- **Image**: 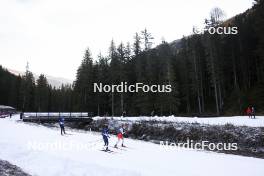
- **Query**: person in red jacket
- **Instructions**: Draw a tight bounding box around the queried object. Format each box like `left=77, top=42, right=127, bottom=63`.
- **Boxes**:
left=246, top=106, right=252, bottom=118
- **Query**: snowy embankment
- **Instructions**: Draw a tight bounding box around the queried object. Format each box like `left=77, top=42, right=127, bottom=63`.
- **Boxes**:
left=93, top=116, right=264, bottom=127
left=0, top=116, right=264, bottom=176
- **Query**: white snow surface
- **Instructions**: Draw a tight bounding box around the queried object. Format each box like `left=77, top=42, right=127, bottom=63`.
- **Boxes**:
left=0, top=116, right=264, bottom=176
left=93, top=116, right=264, bottom=127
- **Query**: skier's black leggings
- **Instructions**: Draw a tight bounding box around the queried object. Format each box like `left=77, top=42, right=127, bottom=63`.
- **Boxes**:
left=103, top=136, right=109, bottom=146
left=60, top=125, right=66, bottom=135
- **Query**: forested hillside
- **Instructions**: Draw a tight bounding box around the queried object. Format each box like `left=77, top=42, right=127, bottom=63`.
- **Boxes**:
left=74, top=1, right=264, bottom=115
left=0, top=0, right=264, bottom=116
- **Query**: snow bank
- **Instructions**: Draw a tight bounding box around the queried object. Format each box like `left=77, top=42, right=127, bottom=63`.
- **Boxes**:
left=0, top=116, right=264, bottom=176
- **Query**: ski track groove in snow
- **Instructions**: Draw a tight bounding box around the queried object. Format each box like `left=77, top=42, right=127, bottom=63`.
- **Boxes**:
left=0, top=116, right=264, bottom=176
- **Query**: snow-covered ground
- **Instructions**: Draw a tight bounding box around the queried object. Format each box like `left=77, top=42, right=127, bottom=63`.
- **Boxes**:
left=93, top=116, right=264, bottom=127
left=0, top=116, right=264, bottom=176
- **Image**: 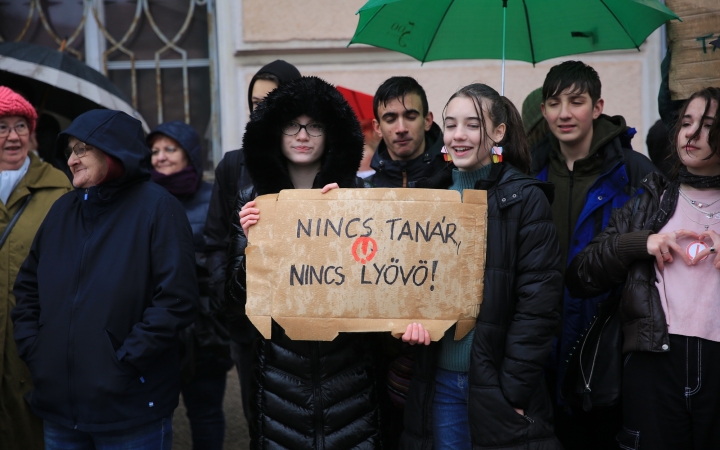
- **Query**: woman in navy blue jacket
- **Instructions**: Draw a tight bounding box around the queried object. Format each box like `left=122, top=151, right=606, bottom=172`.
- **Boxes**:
left=12, top=110, right=198, bottom=450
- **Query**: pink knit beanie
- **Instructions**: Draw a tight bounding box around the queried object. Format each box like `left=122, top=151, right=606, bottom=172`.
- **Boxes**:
left=0, top=86, right=37, bottom=133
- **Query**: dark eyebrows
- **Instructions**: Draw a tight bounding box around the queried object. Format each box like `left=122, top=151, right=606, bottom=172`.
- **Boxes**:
left=403, top=105, right=421, bottom=116
left=381, top=112, right=399, bottom=120
left=445, top=116, right=480, bottom=122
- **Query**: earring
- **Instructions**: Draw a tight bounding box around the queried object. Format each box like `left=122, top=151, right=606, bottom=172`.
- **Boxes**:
left=492, top=147, right=502, bottom=164
left=440, top=145, right=452, bottom=162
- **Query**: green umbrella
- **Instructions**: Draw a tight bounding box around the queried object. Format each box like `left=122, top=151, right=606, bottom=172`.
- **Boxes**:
left=348, top=0, right=679, bottom=94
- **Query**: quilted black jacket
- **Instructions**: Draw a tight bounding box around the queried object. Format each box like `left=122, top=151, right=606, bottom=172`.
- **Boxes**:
left=566, top=173, right=675, bottom=353
left=400, top=164, right=562, bottom=450
left=225, top=77, right=382, bottom=450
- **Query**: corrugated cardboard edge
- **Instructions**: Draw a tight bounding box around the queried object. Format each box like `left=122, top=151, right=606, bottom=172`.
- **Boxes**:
left=246, top=189, right=487, bottom=341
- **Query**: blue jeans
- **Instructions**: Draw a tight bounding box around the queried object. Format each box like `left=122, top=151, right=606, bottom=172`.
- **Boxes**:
left=43, top=414, right=172, bottom=450
left=433, top=368, right=472, bottom=450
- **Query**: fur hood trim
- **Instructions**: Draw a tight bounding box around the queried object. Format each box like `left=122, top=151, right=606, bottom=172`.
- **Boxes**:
left=243, top=77, right=364, bottom=195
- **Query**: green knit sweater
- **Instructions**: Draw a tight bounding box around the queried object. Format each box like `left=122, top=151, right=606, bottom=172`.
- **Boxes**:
left=438, top=164, right=492, bottom=372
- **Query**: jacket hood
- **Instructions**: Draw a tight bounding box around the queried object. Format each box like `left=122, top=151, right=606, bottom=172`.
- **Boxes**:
left=145, top=120, right=203, bottom=183
left=248, top=59, right=301, bottom=111
left=57, top=109, right=150, bottom=186
left=243, top=77, right=364, bottom=195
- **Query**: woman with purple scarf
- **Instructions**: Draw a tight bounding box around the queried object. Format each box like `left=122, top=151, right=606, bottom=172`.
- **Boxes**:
left=147, top=121, right=232, bottom=450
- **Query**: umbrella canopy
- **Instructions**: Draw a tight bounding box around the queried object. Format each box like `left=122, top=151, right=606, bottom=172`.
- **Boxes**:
left=0, top=42, right=150, bottom=131
left=337, top=86, right=375, bottom=122
left=350, top=0, right=678, bottom=64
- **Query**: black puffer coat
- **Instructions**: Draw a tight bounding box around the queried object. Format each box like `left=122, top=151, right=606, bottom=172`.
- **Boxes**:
left=565, top=173, right=675, bottom=353
left=400, top=164, right=562, bottom=450
left=225, top=77, right=382, bottom=450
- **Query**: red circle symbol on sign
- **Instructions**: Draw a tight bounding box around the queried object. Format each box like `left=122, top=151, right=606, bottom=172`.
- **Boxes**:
left=352, top=236, right=377, bottom=264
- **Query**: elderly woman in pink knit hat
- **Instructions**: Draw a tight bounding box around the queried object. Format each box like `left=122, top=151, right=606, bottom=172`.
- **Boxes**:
left=0, top=86, right=72, bottom=450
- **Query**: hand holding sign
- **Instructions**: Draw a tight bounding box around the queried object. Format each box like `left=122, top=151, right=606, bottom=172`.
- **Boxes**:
left=240, top=183, right=339, bottom=240
left=402, top=322, right=430, bottom=345
left=240, top=200, right=260, bottom=239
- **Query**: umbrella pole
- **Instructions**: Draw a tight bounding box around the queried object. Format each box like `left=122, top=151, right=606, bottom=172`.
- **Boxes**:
left=500, top=0, right=507, bottom=96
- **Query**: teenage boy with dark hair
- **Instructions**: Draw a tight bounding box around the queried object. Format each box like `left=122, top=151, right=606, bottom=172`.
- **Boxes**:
left=204, top=59, right=300, bottom=426
left=532, top=61, right=657, bottom=449
left=366, top=77, right=450, bottom=187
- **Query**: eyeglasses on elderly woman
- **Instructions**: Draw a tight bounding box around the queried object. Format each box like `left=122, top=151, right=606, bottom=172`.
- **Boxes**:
left=0, top=122, right=30, bottom=137
left=65, top=142, right=95, bottom=159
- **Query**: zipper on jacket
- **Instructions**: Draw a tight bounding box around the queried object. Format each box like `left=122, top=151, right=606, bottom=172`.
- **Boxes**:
left=565, top=169, right=575, bottom=256
left=310, top=342, right=325, bottom=450
left=67, top=216, right=94, bottom=429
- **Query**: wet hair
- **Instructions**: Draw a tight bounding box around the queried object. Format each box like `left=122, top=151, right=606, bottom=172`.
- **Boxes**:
left=373, top=77, right=430, bottom=122
left=443, top=83, right=530, bottom=173
left=671, top=87, right=720, bottom=179
left=542, top=61, right=602, bottom=105
left=253, top=72, right=280, bottom=86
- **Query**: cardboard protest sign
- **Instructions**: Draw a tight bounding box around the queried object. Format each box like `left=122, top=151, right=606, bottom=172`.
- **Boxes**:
left=245, top=189, right=487, bottom=340
left=665, top=0, right=720, bottom=100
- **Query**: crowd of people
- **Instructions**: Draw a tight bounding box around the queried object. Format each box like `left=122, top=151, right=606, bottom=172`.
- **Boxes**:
left=0, top=60, right=720, bottom=450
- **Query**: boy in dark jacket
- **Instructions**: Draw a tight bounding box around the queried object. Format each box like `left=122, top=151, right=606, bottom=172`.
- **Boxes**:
left=532, top=61, right=656, bottom=449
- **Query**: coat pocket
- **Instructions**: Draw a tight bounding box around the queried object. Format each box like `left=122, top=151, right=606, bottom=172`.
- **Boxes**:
left=468, top=386, right=532, bottom=447
left=617, top=427, right=640, bottom=450
left=105, top=328, right=140, bottom=378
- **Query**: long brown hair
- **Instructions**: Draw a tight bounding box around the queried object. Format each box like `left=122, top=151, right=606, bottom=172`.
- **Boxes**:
left=443, top=83, right=530, bottom=173
left=672, top=87, right=720, bottom=179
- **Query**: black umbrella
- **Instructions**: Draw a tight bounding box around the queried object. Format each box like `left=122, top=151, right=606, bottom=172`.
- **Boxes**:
left=0, top=42, right=149, bottom=131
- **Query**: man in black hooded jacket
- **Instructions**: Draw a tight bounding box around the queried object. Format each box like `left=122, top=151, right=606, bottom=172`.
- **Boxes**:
left=204, top=59, right=300, bottom=417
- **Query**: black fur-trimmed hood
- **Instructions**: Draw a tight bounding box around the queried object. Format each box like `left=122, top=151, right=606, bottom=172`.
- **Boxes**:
left=243, top=77, right=364, bottom=195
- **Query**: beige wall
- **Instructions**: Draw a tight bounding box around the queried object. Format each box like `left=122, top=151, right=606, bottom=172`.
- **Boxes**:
left=218, top=0, right=660, bottom=156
===
[Set problem]
Rescale the data starting at the line containing "- **Query**: umbrella canopy" and ending at the line containing "left=350, top=0, right=678, bottom=64". Reproduce each of those lines, requests included, multiplying every bounding-box coordinate by 2.6 and rounding to whole numbers with halves rounded up, and leave the numbers in the requests and their format samples as they are.

[Solution to the problem]
- **Query**: umbrella canopy
- **Instructions**: Draw a tight bounding box around the queried object. Format each box like `left=122, top=151, right=606, bottom=172`.
- **Boxes**:
left=0, top=109, right=390, bottom=341
left=876, top=224, right=975, bottom=317
left=910, top=0, right=1763, bottom=166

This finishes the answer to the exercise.